WHAT IS ASKED: Set down the material below in full, matching it exactly.

---------------

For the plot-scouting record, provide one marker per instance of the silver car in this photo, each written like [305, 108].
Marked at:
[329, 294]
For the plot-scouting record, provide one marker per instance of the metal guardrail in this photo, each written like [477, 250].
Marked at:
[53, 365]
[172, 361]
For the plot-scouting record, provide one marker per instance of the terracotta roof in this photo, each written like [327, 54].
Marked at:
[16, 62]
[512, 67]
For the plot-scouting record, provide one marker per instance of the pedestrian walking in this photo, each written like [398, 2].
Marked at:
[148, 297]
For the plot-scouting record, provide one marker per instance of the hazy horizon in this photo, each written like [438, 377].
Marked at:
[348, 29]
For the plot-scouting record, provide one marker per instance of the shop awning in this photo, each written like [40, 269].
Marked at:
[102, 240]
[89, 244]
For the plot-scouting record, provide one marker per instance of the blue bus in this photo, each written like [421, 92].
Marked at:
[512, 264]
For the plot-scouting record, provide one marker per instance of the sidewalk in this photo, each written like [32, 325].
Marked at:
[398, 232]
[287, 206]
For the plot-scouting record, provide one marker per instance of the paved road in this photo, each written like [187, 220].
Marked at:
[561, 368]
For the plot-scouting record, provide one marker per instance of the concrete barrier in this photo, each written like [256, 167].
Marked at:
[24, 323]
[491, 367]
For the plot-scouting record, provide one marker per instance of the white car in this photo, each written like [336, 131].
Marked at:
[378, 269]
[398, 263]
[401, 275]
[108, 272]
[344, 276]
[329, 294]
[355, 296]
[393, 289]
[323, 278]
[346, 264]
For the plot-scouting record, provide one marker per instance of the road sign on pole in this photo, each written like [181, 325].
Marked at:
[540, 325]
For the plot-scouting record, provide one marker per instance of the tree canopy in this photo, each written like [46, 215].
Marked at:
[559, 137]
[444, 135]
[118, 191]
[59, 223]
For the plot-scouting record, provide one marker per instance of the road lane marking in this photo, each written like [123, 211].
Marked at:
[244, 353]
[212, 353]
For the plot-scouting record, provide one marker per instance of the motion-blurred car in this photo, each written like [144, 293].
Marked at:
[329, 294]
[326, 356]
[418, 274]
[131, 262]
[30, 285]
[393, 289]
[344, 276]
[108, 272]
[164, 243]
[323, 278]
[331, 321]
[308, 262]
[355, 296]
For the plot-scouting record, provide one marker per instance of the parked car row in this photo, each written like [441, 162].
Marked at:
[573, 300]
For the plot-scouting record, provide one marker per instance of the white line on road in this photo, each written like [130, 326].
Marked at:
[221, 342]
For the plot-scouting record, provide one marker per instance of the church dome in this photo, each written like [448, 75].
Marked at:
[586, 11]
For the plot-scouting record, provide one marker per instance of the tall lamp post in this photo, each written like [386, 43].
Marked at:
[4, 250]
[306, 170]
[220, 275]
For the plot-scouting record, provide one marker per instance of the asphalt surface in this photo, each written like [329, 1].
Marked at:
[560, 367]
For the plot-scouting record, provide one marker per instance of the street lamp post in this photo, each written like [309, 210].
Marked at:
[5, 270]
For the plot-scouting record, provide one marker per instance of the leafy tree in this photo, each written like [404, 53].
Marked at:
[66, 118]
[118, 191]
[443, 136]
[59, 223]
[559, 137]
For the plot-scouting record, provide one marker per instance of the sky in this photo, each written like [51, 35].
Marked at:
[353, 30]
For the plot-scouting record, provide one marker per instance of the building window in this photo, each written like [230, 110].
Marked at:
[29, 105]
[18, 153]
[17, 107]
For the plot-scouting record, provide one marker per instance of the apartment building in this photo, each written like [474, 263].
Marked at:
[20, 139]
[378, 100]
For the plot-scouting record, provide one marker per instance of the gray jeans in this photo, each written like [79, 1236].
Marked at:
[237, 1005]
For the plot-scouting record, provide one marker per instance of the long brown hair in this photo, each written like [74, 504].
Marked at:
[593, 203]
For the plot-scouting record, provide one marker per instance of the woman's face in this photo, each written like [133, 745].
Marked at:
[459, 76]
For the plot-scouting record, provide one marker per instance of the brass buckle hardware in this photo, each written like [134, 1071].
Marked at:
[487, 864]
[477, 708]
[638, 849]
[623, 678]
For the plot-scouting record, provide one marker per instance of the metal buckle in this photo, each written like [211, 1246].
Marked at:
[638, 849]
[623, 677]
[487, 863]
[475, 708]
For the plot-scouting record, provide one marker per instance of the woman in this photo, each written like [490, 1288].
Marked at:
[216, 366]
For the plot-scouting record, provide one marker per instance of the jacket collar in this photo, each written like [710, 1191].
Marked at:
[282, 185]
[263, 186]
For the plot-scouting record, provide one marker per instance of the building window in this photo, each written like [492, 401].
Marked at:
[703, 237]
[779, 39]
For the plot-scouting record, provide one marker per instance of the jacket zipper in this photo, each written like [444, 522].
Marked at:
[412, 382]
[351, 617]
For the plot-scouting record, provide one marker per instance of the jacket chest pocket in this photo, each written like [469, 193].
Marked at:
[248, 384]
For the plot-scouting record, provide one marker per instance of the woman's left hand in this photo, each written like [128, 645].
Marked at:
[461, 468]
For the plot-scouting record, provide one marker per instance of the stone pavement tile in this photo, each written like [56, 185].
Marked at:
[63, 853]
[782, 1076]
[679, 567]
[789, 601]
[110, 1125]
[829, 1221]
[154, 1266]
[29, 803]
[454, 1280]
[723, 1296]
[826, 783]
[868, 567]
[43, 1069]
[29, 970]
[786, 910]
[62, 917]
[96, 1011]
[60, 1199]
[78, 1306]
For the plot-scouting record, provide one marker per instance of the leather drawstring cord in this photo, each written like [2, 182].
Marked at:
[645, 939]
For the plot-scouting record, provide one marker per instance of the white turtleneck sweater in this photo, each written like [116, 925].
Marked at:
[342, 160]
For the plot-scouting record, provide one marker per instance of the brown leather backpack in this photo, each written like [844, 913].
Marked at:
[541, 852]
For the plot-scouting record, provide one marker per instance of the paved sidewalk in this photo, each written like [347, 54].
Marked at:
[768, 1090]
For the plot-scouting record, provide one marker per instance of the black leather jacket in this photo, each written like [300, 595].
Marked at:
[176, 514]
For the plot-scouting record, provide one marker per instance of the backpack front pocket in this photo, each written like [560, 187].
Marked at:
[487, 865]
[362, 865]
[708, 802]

---------------

ANSWER TO THE EXERCISE:
For the plot-scouting record, provide one marker per instance of the silver car in this photo, each written like [305, 108].
Marked at:
[329, 294]
For the plot-scouting record, provide one marker per instance of the metal guardrail in this photo, each written like [477, 250].
Marked at:
[53, 365]
[172, 361]
For the plot-scouting record, provide one marker per instance of the terracotta roof in this photo, each written like [327, 54].
Marked at:
[16, 62]
[512, 67]
For the plot-scouting record, provide one marker per instance of the pedestrian walking in this photo, each written like [398, 2].
Marked at:
[148, 297]
For the plot-scouting record, provide one marker per instance of the hazy horizon in this photo, each written like [438, 377].
Marked at:
[348, 29]
For the plot-scouting record, provide one marker per instance of the shop awning in this photo, each written like [40, 269].
Marked at:
[102, 240]
[89, 244]
For the plot-scouting record, provide one marker per instance of the blue bus in this photo, each written like [421, 92].
Marked at:
[512, 264]
For the plot-scouting record, provide one marker per instance of the sidewalk in this photo, each written like [32, 325].
Marked at:
[398, 232]
[287, 206]
For the plot-scouting record, provide one marker per instance of the paved road in this photo, each written like [187, 220].
Marked at:
[561, 368]
For the plot-scouting record, provide one marker per instance of the concrete barrier in this photo, each written like [256, 167].
Marked at:
[24, 323]
[491, 367]
For the plot-scouting record, provide one marker per instance of the white car in this photo, each written like [336, 131].
Marked at:
[378, 269]
[398, 263]
[401, 275]
[108, 272]
[344, 276]
[329, 294]
[355, 296]
[393, 289]
[323, 278]
[346, 264]
For the plot-scouting record, provide one marker per instance of the road sign on pole in this photo, each written like [181, 325].
Marked at:
[540, 325]
For the plot-scouting record, provide one marker per instance of the tree canopy in this photo, each written like [46, 215].
Marked at:
[559, 137]
[444, 135]
[118, 191]
[59, 223]
For the plot-scouting record, provide one marker per instance of the road lane marking in this photo, each written like [123, 211].
Marked at:
[244, 353]
[212, 353]
For the plot-scouting record, provide one marker per instance of the motion-blurred car in this photo, each written like [144, 293].
Marked at:
[329, 294]
[326, 356]
[418, 274]
[131, 262]
[30, 285]
[393, 289]
[344, 276]
[108, 272]
[164, 243]
[323, 278]
[331, 321]
[308, 262]
[355, 296]
For the plot-scouting record, provide one marker per instance of the parked car row in this photo, each written like [441, 162].
Marked at:
[573, 300]
For the plot-scouting record, provide one marker per instance of the white line on road in this photo, each written like [130, 326].
Marked at:
[221, 342]
For the plot-scouting record, provide one marker per instance of the church dome in this photo, each written like [448, 75].
Marked at:
[586, 11]
For the plot-scouting record, provide one marker per instance of the tall lamp post in this photo, each written like [386, 43].
Marked at:
[4, 250]
[306, 170]
[220, 275]
For the plot-scouting record, provide one marker per instance of the asphalt surface in this photo, each written like [329, 1].
Marked at:
[560, 367]
For the plot-scouting record, provide one marker per instance of the street lamp post in this photo, each written like [309, 210].
Marked at:
[5, 270]
For the plot-scouting record, provide one marker per instance of the leafy tree in this photo, each written like [404, 53].
Marked at:
[66, 118]
[118, 191]
[443, 136]
[59, 223]
[559, 137]
For the plot-scouting record, provide one marker per instance of the sky in this photo, each written like [51, 35].
Marked at:
[353, 30]
For the plot-scouting record, provide one marker per instance of the building window in this photo, each written like [230, 110].
Marked at:
[29, 105]
[18, 153]
[17, 107]
For the plot-scouting record, provide one marker per instance of the apartment building in this photo, each written like [474, 263].
Marked at:
[20, 139]
[378, 100]
For the plot-scouting record, provide one marker per instance of the gray jeans in this photo, each written like [79, 1236].
Marked at:
[237, 1005]
For the plot-scouting record, provide one marker per instance of the long brown hair in this photo, each written like [74, 504].
Marked at:
[593, 203]
For the plot-scouting record, provide one marker per instance of the woman's face in this photo, each written like [133, 745].
Marked at:
[459, 76]
For the plot-scouting record, provide one marker per instance of the brass buckle hardware in this photo, each written like [134, 1071].
Marked at:
[487, 864]
[477, 708]
[638, 849]
[623, 678]
For the plot-scouting record, provide one marker per instance of the metal buckle in this photo, each written like [211, 1246].
Marked at:
[638, 849]
[623, 677]
[487, 863]
[475, 708]
For the plot-scouting record, provide one marker per instance of the woman in this photo, each written like [490, 1288].
Marked at:
[216, 366]
For the plot-scouting record, provide one marker per instance of the jacket collar in this photo, each written like [710, 1191].
Marked at:
[282, 185]
[263, 186]
For the plot-scouting record, provide one marker per instance of the building window in this photo, each written like [492, 401].
Marked at:
[703, 237]
[779, 39]
For the plot-scouting record, provide one marker per instance of the jacket zipper in this photo, each written like [444, 522].
Marked at:
[412, 382]
[351, 617]
For the plot-scouting record, provide one marker per instance of the jacket chest pocket in this photo, each written like [469, 193].
Marked at:
[248, 384]
For the plot-scouting record, provide one marker per instance of the woman's left hand in this photo, each written like [128, 645].
Marked at:
[461, 468]
For the plot-scouting record, provide one marker per instance of the stone pavement tile in this photo, each written like [56, 185].
Marked at:
[63, 853]
[782, 1076]
[679, 567]
[789, 601]
[110, 1125]
[829, 1221]
[154, 1266]
[29, 803]
[454, 1280]
[723, 1296]
[826, 783]
[868, 567]
[43, 1069]
[29, 970]
[786, 910]
[62, 917]
[96, 1011]
[60, 1199]
[78, 1306]
For the plot-scouting record, provide one marker per instance of the leather drawstring cord in this photo, each written like [2, 182].
Marked at:
[645, 939]
For the plot-scouting record, provide one marker per instance of the white turtleneck sweater in this photo, each written like [116, 925].
Marked at:
[342, 160]
For the plot-scouting record, provide one marker per instance of the brown leather backpack in this photo, each written like [844, 913].
Marked at:
[541, 852]
For the plot-scouting record, provide one marker per instance of the paved sidewalk in this photo, each written like [347, 54].
Marked at:
[768, 1090]
For the plot-scouting record, provide one marker per instance of the black leather jacket in this photo, each written like [300, 595].
Marked at:
[176, 514]
For the plot-scouting record, provide one marker per instance of the backpack front pocket in this photo, each written like [560, 187].
Marked at:
[487, 865]
[362, 865]
[708, 802]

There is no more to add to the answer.